## CHALLENGE:
Reproduce the lines word for word, starting with the first line and going on through the line with "116 57 L 116". Leave the pictures out of your reproduction.

## DATASET CONTENT:
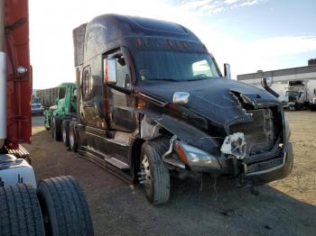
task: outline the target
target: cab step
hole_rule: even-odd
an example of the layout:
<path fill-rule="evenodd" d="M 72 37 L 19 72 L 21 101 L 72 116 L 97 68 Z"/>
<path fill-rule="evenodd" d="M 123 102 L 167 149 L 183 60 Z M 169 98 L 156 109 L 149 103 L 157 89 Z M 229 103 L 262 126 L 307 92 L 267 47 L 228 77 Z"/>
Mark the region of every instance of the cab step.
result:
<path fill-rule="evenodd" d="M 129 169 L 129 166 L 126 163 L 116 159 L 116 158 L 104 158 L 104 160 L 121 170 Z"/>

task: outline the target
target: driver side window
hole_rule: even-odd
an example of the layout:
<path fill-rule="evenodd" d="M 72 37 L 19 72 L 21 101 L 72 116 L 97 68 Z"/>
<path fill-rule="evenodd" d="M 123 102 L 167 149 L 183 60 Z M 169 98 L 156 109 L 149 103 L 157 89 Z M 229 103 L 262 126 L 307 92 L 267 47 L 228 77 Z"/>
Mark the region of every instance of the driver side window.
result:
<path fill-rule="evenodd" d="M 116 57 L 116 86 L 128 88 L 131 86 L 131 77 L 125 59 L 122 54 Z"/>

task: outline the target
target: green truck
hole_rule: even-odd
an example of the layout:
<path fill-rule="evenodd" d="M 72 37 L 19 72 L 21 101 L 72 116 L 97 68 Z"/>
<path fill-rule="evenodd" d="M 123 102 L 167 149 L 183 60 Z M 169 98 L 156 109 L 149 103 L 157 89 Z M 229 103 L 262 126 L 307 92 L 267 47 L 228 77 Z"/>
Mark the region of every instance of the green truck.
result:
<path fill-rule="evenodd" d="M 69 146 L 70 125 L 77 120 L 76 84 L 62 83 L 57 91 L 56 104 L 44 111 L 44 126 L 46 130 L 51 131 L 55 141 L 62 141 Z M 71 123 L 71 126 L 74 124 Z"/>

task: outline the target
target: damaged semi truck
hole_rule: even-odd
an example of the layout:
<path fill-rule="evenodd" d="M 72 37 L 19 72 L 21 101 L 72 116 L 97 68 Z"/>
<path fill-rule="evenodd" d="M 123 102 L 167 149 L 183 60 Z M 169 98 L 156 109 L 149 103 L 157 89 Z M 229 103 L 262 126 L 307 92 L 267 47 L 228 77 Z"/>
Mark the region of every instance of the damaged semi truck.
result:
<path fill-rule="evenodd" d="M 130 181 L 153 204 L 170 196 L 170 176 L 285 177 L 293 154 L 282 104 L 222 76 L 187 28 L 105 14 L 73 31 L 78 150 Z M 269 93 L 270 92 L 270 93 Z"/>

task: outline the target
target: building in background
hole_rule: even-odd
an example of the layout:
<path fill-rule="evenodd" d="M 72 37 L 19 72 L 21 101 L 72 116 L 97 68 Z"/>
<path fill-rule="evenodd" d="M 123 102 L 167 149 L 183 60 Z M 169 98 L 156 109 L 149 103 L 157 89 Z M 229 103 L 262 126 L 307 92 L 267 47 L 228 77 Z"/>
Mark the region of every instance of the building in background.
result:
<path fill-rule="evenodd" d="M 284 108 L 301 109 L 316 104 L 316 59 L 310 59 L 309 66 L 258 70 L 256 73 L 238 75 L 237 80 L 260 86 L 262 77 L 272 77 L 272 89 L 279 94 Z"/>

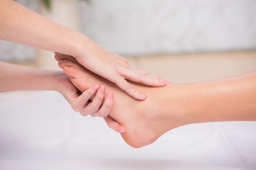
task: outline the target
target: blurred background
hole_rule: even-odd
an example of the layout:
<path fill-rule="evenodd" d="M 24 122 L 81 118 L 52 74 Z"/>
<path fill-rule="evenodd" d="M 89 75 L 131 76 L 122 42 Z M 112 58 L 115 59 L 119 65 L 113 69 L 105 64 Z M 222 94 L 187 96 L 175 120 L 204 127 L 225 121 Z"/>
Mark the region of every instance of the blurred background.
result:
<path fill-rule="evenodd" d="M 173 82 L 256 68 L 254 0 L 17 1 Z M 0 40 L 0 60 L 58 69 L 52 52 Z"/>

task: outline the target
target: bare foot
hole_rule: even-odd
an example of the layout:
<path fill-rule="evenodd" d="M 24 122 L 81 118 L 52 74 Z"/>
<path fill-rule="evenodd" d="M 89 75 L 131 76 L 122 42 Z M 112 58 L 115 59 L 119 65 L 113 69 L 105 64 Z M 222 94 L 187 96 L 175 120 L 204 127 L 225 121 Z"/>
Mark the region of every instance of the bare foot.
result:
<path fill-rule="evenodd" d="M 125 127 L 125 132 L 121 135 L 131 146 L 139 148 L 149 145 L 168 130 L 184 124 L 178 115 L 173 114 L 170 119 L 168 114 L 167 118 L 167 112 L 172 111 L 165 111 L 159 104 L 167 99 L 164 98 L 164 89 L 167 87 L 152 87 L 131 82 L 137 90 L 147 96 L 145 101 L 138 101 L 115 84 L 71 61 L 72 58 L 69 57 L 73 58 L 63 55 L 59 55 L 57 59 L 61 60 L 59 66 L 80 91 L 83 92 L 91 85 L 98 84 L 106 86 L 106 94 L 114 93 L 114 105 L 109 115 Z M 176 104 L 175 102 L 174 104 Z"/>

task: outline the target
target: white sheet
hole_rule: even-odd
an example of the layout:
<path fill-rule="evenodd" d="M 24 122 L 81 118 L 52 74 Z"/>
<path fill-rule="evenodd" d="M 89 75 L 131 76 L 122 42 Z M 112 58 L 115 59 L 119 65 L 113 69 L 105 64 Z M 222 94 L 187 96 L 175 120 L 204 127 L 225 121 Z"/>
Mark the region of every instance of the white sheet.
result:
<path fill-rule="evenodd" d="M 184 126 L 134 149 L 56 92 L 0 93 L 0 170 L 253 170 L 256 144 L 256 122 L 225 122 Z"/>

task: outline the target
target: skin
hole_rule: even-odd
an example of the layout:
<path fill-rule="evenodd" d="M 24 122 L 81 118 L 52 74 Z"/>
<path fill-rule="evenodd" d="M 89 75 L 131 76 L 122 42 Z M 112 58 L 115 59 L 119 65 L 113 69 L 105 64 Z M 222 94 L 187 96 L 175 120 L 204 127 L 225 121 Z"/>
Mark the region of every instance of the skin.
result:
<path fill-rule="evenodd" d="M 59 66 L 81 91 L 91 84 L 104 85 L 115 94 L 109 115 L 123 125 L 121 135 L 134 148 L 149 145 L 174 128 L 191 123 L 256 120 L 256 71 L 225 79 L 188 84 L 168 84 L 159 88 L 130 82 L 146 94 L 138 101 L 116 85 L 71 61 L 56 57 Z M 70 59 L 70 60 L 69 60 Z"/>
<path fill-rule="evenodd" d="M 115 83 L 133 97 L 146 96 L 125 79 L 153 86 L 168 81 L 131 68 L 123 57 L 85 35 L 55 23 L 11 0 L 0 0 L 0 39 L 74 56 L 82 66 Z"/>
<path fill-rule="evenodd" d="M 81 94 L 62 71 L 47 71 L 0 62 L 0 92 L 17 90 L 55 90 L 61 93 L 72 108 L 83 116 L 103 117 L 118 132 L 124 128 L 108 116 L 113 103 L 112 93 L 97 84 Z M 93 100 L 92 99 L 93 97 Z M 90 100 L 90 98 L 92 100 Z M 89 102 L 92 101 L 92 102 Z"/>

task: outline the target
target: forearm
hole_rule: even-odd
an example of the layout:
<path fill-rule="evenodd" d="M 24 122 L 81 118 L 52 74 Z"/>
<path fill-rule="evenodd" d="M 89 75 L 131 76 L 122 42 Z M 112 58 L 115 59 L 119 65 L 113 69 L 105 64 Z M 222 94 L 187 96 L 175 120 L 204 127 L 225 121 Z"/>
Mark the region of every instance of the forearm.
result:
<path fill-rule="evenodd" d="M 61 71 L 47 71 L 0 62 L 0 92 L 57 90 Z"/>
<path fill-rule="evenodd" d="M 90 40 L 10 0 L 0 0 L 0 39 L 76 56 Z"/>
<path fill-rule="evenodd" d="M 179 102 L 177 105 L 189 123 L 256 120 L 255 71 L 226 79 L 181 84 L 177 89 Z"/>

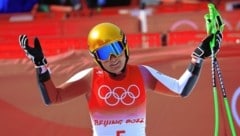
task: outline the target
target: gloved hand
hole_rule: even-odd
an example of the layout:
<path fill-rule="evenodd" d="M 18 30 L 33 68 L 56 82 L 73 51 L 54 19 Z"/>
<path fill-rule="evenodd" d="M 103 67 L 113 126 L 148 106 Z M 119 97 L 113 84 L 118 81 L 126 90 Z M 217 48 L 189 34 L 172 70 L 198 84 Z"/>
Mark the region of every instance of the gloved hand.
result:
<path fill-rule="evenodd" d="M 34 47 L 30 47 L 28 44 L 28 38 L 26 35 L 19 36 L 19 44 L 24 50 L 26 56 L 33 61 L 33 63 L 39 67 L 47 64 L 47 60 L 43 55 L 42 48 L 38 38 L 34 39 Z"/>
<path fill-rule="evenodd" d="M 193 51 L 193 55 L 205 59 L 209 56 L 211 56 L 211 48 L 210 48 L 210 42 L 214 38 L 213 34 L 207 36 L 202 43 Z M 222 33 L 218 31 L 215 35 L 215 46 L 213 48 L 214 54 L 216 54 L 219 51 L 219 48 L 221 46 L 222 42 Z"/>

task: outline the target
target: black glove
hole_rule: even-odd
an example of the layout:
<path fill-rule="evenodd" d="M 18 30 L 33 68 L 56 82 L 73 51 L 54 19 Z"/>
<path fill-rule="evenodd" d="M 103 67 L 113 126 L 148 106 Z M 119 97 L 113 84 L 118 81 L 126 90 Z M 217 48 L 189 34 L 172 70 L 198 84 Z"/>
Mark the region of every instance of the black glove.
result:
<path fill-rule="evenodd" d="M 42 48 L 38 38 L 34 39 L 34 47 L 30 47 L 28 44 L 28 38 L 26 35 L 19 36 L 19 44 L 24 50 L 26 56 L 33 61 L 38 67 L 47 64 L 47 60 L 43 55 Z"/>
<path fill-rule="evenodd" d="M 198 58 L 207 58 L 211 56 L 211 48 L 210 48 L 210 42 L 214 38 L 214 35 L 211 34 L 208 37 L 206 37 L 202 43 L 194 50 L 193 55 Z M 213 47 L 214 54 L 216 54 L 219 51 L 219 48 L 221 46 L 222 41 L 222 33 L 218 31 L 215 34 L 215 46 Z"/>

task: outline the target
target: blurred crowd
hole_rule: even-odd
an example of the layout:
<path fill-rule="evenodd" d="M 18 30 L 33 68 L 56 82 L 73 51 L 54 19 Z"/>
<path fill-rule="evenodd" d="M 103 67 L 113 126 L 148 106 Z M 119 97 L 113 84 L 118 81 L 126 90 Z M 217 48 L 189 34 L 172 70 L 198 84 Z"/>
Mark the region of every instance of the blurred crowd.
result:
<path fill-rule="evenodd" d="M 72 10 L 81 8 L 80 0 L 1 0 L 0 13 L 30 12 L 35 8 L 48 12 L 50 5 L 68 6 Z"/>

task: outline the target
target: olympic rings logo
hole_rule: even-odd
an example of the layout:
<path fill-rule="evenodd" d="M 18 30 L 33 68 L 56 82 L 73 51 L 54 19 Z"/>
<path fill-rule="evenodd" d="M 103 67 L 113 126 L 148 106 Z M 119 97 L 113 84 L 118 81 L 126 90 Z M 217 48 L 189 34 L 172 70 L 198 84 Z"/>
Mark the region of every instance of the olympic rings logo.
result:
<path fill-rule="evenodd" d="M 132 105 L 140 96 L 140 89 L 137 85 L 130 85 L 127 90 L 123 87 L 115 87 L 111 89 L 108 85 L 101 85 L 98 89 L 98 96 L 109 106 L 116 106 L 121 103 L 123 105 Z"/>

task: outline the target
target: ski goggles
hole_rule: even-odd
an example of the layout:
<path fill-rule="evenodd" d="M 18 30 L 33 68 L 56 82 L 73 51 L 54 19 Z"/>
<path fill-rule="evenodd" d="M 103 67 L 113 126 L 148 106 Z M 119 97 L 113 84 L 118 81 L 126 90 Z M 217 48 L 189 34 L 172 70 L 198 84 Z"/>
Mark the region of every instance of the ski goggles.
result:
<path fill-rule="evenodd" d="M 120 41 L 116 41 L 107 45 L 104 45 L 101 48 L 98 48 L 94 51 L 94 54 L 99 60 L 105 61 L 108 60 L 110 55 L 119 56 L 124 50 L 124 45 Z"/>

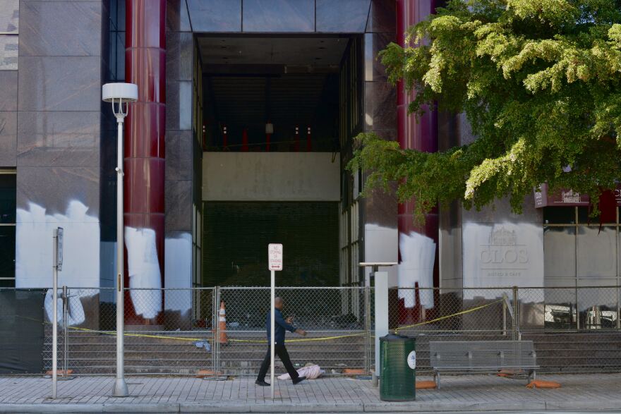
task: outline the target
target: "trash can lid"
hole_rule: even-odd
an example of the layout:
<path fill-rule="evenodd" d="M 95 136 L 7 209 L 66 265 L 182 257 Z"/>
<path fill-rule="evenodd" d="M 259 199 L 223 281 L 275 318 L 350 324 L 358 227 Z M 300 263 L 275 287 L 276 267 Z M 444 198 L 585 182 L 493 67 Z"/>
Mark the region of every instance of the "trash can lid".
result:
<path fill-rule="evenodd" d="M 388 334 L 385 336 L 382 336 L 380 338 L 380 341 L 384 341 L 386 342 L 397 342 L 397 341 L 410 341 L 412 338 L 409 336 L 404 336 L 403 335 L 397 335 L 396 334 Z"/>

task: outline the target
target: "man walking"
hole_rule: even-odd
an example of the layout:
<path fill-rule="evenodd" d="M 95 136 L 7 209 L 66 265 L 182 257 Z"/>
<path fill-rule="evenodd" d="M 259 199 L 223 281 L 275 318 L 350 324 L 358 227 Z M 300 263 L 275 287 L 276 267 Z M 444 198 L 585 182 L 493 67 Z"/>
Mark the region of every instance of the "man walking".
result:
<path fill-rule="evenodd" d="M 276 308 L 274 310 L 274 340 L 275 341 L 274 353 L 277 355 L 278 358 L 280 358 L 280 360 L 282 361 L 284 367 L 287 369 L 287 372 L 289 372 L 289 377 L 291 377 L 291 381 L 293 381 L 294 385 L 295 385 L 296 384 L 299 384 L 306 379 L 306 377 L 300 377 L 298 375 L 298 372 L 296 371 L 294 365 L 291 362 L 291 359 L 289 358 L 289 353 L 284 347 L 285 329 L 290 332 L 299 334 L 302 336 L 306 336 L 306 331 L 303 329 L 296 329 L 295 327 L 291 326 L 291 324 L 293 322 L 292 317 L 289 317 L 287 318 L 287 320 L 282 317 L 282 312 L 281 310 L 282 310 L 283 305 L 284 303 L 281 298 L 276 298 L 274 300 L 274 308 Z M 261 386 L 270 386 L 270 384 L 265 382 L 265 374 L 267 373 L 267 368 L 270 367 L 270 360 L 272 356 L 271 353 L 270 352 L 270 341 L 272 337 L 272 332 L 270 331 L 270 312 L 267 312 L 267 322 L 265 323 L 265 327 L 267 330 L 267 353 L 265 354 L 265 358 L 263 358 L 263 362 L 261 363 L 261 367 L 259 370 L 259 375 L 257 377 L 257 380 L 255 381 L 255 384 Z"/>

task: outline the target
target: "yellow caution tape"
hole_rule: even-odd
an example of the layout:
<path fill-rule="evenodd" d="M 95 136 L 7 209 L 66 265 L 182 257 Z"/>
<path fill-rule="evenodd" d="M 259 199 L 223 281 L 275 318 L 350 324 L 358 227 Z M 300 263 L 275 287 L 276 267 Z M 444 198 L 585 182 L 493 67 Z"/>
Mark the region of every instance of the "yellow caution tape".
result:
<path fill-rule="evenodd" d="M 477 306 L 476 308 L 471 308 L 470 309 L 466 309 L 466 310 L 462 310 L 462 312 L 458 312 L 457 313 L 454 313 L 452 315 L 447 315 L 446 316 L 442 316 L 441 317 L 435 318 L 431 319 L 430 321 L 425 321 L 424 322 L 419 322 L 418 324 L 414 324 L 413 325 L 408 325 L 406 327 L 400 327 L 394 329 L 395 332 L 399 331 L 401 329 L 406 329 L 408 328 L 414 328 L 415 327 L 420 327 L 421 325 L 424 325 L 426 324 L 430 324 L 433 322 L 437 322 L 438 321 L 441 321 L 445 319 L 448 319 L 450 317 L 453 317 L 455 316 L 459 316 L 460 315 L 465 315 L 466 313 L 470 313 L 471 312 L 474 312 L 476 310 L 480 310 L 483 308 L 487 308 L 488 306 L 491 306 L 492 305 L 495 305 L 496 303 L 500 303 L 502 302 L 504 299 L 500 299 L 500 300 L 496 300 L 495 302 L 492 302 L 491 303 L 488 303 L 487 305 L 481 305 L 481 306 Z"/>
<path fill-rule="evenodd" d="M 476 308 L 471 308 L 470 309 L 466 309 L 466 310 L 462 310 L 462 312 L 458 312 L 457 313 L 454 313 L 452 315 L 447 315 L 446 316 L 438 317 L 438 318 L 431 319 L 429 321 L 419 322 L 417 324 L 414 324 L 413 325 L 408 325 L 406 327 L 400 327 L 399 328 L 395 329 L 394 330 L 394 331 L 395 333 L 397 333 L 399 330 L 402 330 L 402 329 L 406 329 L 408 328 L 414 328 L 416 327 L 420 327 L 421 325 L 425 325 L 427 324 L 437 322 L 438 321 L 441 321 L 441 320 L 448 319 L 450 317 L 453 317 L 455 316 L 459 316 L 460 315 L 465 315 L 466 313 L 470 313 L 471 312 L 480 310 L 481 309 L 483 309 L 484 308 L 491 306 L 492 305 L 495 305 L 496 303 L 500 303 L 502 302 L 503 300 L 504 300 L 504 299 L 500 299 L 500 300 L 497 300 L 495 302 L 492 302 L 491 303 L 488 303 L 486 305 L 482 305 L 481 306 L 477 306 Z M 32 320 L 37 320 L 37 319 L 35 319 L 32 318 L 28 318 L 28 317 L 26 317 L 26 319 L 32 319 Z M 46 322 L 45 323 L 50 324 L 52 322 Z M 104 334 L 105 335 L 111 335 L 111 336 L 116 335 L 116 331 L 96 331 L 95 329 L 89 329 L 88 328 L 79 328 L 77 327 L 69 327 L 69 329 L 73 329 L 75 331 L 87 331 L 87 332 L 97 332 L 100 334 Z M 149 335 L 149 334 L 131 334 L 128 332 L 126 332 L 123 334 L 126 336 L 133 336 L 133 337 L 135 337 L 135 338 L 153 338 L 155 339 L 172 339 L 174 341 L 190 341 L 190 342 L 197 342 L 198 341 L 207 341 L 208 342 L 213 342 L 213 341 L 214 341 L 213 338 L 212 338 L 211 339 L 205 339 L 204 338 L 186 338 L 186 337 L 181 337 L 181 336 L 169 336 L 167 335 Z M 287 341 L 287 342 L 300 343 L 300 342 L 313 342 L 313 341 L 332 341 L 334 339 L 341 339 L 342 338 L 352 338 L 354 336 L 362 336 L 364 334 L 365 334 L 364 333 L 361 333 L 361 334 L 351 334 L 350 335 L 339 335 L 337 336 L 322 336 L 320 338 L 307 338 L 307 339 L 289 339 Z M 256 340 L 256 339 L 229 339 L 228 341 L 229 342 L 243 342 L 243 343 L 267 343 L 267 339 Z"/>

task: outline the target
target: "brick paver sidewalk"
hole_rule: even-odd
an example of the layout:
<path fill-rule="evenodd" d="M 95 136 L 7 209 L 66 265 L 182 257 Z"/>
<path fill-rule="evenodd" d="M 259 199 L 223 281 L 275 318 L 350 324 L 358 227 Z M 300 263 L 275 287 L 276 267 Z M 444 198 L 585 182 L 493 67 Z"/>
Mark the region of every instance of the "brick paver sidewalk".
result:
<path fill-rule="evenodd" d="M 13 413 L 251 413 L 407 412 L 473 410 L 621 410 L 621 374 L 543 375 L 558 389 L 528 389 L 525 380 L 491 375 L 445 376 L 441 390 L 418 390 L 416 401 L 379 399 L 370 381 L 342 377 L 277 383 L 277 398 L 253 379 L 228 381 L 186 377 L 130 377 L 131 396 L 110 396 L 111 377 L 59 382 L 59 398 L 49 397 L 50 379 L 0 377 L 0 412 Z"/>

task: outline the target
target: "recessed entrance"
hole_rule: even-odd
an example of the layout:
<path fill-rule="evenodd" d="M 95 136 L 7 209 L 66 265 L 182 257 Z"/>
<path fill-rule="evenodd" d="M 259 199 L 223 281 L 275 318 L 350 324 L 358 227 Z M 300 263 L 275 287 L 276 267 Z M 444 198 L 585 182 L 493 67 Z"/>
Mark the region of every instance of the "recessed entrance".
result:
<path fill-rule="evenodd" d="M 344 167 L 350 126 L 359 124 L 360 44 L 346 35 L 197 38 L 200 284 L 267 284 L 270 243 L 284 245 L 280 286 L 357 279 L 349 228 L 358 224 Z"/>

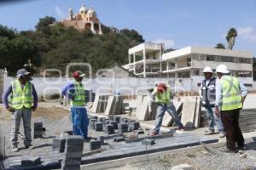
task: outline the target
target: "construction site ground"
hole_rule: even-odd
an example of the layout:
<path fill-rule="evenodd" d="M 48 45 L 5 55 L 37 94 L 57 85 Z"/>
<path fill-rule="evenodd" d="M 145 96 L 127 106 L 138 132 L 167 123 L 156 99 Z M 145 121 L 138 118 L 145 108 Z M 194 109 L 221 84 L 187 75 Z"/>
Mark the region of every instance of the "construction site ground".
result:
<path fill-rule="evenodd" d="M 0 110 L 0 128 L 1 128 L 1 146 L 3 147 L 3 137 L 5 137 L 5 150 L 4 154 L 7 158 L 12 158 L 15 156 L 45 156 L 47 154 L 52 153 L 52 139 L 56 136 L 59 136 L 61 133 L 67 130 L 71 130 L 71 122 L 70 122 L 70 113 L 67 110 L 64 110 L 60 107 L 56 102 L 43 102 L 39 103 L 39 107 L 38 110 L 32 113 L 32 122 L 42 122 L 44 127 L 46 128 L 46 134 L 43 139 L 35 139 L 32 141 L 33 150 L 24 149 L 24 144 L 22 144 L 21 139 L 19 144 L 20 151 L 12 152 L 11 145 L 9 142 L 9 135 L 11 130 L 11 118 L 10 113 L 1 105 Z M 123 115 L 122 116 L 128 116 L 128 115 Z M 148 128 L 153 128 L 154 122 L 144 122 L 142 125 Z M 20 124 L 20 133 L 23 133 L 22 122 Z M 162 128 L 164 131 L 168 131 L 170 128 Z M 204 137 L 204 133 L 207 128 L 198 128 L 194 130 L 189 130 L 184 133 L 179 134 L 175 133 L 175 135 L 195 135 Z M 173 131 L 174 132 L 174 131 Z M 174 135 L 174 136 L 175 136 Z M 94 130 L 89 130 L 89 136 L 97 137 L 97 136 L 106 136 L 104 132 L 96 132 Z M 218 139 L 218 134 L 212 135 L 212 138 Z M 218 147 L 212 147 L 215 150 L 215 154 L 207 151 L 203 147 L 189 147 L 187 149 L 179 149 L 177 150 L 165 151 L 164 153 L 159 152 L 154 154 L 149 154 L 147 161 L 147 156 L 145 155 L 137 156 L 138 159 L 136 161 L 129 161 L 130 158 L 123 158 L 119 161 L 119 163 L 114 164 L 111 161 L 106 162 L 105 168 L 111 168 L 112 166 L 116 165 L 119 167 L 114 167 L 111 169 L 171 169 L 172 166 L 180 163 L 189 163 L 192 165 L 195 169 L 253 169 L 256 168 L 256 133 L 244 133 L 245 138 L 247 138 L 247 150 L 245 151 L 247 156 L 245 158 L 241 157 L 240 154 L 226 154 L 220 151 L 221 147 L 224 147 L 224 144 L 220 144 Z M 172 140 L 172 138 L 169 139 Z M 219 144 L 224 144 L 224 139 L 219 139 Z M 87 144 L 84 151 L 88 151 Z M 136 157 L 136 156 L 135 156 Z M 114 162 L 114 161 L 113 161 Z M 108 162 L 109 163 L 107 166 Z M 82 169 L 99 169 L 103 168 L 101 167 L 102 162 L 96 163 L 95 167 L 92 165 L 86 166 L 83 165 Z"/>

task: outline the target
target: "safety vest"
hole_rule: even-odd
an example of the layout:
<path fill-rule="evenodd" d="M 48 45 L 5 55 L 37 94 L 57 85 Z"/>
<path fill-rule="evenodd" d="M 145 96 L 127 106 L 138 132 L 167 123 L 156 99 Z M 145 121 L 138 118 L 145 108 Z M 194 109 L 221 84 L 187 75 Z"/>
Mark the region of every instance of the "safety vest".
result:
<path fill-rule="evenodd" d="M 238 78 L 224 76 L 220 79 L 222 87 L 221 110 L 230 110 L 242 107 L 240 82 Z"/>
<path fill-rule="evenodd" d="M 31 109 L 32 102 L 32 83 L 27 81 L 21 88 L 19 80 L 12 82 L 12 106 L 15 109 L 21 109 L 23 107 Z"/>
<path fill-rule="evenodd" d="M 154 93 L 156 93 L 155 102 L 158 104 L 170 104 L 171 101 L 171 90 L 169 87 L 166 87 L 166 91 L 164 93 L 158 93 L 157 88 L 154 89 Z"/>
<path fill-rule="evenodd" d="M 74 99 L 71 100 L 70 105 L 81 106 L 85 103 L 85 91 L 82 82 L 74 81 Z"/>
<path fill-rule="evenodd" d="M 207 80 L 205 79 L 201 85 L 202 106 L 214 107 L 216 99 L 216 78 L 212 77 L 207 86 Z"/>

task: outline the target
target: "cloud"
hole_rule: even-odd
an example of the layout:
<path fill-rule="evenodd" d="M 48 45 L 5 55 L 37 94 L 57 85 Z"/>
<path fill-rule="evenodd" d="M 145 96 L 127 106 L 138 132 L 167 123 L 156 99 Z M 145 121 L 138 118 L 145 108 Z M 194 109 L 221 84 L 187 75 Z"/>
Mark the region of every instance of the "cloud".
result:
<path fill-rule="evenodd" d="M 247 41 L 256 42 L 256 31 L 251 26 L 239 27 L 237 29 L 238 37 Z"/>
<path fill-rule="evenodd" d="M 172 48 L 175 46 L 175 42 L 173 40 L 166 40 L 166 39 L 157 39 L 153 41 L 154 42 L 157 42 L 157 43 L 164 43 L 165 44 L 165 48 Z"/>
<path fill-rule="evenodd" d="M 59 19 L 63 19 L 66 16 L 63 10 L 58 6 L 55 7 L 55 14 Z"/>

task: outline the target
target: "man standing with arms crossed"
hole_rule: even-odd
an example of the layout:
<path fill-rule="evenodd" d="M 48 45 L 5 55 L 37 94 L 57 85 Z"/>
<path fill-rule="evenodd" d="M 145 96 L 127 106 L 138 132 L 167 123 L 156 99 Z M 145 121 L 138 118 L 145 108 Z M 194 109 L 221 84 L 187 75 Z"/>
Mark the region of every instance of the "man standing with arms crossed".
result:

## THE ANSWER:
task: outline the target
target: cab step
hole_rule: even-odd
an example of the layout:
<path fill-rule="evenodd" d="M 72 37 L 19 72 L 21 101 L 72 116 L 97 68 Z"/>
<path fill-rule="evenodd" d="M 123 102 L 167 149 L 183 60 Z M 169 98 L 156 109 L 149 103 L 157 89 Z M 229 103 L 262 126 L 307 92 L 267 47 L 228 77 Z"/>
Mark the region of every instance of the cab step.
result:
<path fill-rule="evenodd" d="M 129 169 L 129 166 L 126 163 L 116 159 L 116 158 L 104 158 L 104 160 L 121 170 Z"/>

task: outline the target
target: driver side window
hole_rule: even-odd
an example of the layout:
<path fill-rule="evenodd" d="M 72 37 L 19 72 L 21 101 L 72 116 L 97 68 Z"/>
<path fill-rule="evenodd" d="M 123 102 L 167 149 L 183 60 Z M 169 98 L 156 109 L 149 103 L 157 89 Z M 229 103 L 262 126 L 307 92 L 267 47 L 228 77 Z"/>
Mark the region of every instance of the driver side window.
result:
<path fill-rule="evenodd" d="M 116 57 L 116 86 L 128 88 L 131 86 L 131 77 L 125 59 L 122 54 Z"/>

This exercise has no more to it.